Text passage:

** START **

To handle the financial transaction data, we have transaction/transaction.go:

// Copyright (c) 2023 Tiago Melo. All rights reserved.
// Use of this source code is governed by the MIT License that can be found in
// the LICENSE file.
package transaction


import (
    "encoding/json"
    "time"


    "github.com/pkg/errors"
)


// Transaction represents a transaction message.
type Transaction struct {
    TransactionID     int       `json:"transaction_id"`
    AccountNumber     int       `json:"account_number"`
    TransactionType   string    `json:"transaction_type"`
    TransactionAmount float32   `json:"transaction_amount"`
    TransactionTime   time.Time `json:"transaction_time"`
    Location          string    `json:"location"`
}


// New creates a new Transaction from the raw JSON transaction data.
func New(rawTransaction string) (*Transaction, error) {
    t := new(Transaction)
    if err := json.Unmarshal([]byte(rawTransaction), &t); err != nil {
        return nil, errors.Wrap(err, "unmarshalling transaction")
    }
    return t, nil
}


// IsSuspicious checks if the transaction amount is suspicious.
func (t *Transaction) IsSuspicious() bool {
    const suspiciousAmount = float32(10_000)
    return t.TransactionAmount > suspiciousAmount
}

And here's the worker that we're using to handle the received financial transaction data:

task/worker/kafka/kafka.go

// Copyright (c) 2023 Tiago Melo. All rights reserved.
// Use of this source code is governed by the MIT License that can be found in
// the LICENSE file.
package kafka


import (
    "context"
    "fmt"
    "log"


    "github.com/confluentinc/confluent-kafka-go/kafka"
    "github.com/tiagomelo/realtime-data-kafka/mongodb"
    "github.com/tiagomelo/realtime-data-kafka/mongodb/suspicioustransaction"
    "github.com/tiagomelo/realtime-data-kafka/mongodb/suspicioustransaction/models"
    "github.com/tiagomelo/realtime-data-kafka/stats"
    "github.com/tiagomelo/realtime-data-kafka/transaction"
)


// For ease of unit testing.
var (
    printToLog = func(log *log.Logger, v ...any) {
        log.Println(v...)

** END **

Extracted records:
** START **

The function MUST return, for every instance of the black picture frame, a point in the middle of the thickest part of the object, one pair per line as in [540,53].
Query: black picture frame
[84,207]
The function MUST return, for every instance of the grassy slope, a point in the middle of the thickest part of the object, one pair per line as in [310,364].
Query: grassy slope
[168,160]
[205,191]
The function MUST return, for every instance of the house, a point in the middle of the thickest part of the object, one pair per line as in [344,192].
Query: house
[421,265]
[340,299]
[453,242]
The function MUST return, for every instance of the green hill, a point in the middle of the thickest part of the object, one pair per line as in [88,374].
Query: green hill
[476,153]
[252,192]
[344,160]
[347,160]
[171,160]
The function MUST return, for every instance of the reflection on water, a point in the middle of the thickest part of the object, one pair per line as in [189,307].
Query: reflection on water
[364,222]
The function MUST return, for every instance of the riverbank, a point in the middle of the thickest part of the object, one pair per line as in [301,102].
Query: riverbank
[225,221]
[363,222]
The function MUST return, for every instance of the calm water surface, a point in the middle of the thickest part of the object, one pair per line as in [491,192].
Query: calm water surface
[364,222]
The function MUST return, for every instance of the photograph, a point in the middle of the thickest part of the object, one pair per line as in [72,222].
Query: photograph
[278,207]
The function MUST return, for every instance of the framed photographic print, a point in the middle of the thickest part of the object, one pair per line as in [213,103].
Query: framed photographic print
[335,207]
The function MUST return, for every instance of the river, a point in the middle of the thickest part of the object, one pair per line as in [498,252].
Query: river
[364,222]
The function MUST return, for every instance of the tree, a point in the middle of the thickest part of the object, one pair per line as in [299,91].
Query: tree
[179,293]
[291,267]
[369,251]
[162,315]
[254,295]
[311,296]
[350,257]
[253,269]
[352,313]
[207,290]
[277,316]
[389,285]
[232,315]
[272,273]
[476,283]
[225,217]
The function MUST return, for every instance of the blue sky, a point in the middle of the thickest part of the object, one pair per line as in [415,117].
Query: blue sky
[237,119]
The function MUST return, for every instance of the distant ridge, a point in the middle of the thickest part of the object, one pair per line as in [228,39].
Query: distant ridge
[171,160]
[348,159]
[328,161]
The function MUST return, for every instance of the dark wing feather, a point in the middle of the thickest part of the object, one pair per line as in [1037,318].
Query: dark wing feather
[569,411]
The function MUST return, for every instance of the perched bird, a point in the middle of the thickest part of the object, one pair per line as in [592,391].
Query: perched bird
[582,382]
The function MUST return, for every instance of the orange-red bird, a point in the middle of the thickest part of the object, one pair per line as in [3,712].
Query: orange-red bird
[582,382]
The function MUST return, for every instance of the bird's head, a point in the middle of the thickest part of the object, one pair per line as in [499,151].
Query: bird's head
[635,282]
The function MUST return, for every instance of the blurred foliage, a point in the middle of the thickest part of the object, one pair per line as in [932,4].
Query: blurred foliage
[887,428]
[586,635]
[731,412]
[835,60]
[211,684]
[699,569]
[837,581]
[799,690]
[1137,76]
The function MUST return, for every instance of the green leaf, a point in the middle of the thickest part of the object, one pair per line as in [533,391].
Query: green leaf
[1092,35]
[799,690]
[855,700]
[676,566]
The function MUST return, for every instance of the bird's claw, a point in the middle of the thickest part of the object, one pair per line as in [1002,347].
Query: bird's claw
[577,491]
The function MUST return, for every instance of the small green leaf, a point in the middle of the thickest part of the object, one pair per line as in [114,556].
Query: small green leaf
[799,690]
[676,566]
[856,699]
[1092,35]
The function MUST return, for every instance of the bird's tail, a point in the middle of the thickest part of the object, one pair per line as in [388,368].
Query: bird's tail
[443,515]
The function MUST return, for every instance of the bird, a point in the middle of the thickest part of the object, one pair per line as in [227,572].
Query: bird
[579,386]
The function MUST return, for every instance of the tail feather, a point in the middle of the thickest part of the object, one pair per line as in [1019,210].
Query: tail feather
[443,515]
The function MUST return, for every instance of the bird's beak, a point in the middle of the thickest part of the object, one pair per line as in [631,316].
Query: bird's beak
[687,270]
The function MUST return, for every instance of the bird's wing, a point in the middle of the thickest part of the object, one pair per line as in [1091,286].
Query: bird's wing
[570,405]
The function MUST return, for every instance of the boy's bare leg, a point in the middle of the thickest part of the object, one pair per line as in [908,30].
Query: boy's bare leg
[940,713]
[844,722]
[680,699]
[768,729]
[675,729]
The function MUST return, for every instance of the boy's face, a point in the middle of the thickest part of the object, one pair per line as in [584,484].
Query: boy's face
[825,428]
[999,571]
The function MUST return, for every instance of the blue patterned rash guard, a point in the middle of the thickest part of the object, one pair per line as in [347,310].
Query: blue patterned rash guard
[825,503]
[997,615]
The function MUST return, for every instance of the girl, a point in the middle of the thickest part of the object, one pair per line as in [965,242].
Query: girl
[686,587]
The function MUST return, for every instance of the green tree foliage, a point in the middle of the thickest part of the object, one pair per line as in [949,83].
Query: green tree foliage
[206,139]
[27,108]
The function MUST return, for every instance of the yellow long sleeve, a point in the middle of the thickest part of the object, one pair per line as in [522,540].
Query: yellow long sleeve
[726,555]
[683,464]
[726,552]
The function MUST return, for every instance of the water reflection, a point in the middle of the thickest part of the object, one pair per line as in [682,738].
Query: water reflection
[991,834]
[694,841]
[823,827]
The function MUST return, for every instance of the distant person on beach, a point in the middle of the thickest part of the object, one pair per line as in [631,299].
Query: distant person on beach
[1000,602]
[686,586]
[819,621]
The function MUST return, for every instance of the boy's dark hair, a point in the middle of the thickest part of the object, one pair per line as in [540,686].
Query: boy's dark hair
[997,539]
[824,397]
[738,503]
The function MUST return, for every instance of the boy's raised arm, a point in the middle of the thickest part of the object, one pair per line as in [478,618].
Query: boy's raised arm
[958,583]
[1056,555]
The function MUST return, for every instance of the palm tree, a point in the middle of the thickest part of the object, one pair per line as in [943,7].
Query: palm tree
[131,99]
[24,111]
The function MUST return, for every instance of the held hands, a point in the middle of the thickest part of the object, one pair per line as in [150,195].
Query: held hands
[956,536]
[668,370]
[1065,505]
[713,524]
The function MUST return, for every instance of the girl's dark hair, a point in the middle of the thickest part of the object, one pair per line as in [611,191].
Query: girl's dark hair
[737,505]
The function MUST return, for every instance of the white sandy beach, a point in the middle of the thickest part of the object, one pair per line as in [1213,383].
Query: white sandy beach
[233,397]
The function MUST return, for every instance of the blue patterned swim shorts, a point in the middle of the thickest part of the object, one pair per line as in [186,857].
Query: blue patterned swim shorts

** END **

Required task:
Can you reproduce the part of the Go transaction code above, starting at "if err := json.Unmarshal([]byte(rawTransaction), &t);" and ending at "suspiciousAmount = float32(10_000)"?

Answer to this problem:
if err := json.Unmarshal([]byte(rawTransaction), &t); err != nil {
        return nil, errors.Wrap(err, "unmarshalling transaction")
    }
    return t, nil
}


// IsSuspicious checks if the transaction amount is suspicious.
func (t *Transaction) IsSuspicious() bool {
    const suspiciousAmount = float32(10_000)